··· Excerpt to read

Hospitals are often large and complex organisations managing a huge range of services and employing large numbers of staff. A bit like a County Council for example.
They have to work with other health and social care organisations within a complex framework. Often, hospitals are out of step with the system as a whole.
Why? For far too long hospitals have been paid on activity. Crudely, the more patients that pass through the doors the more funding they get. This is against a backdrop of the rest of the health and social care organisations desperately trying to keep people healthy and out of hospital.
It is in the interests of people not to have to go into hospital. Much better that money is spent on prevention rather than cure.
We always seem to talk about hospital beds and patients rather than reminding ourselves that it is people we are referring to. From simple day surgery, to receiving advice on healthy eating, to the long term chronically sick we are lumped together as patients.
Being a patient often creates an unhelpful power imbalance between the person receiving the treatment and those giving it.

······
··· Data extracts

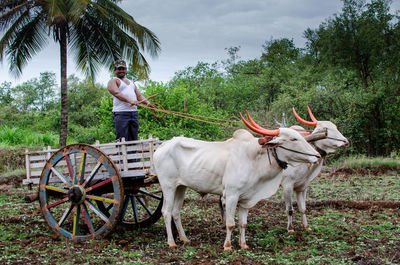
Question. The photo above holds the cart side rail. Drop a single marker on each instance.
(132, 158)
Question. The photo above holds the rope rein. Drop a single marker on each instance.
(186, 115)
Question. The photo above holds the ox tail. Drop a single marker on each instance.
(221, 208)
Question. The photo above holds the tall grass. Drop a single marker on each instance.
(15, 136)
(362, 161)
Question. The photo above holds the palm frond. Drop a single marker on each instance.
(27, 43)
(56, 10)
(147, 40)
(11, 11)
(13, 31)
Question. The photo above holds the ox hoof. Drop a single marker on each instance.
(245, 247)
(228, 249)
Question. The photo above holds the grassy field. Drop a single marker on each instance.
(342, 233)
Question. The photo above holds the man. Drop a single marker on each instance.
(126, 96)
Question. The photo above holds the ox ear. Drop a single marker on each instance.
(270, 142)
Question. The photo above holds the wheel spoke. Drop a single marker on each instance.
(99, 198)
(134, 207)
(82, 168)
(77, 213)
(125, 207)
(81, 193)
(98, 212)
(150, 194)
(65, 215)
(87, 219)
(92, 174)
(48, 187)
(63, 178)
(99, 184)
(144, 206)
(57, 202)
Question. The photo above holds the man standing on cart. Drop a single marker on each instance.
(126, 96)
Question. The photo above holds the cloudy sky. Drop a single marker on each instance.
(199, 30)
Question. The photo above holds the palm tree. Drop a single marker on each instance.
(97, 31)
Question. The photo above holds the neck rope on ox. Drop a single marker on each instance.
(336, 139)
(284, 164)
(320, 151)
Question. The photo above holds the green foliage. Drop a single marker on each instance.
(14, 136)
(348, 74)
(180, 98)
(362, 161)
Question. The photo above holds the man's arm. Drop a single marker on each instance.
(113, 89)
(141, 98)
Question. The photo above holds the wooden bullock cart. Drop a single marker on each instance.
(85, 190)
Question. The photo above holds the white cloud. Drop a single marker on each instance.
(200, 30)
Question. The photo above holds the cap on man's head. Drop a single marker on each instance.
(119, 63)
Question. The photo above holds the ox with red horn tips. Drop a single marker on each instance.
(314, 120)
(258, 129)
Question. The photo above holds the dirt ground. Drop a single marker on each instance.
(344, 231)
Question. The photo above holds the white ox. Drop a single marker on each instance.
(299, 178)
(239, 169)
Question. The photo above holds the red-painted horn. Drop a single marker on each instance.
(311, 115)
(313, 123)
(252, 121)
(260, 130)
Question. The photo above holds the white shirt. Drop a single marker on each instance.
(127, 90)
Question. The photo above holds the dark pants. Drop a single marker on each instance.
(126, 125)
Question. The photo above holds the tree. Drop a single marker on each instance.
(97, 31)
(36, 94)
(362, 38)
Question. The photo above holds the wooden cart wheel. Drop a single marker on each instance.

······

* **The task**
Extend the text on hospitals and patients, picking up after its final sentence.

* **Written reply**
So, what has this to do with accountability. Well, hospitals are run by chief execs who are held to account by the Board of Governors who are held to account by ……… No one really.
The Governors are recruited by recruitment agencies and selected by a hospital selection panel. The public has little or no say in who becomes a governor.
This has the real danger of the hospital only selecting people who will maintain the status quo and who won’t rock the boat. I would argue strongly, that some rocking of the NHS hospital boat would be a very good thing for hospital patients and the wider health environment.
Perhaps it is time for the board to be elected in the same way that councillors are. Councillors are accountable to local people and can be got rid of.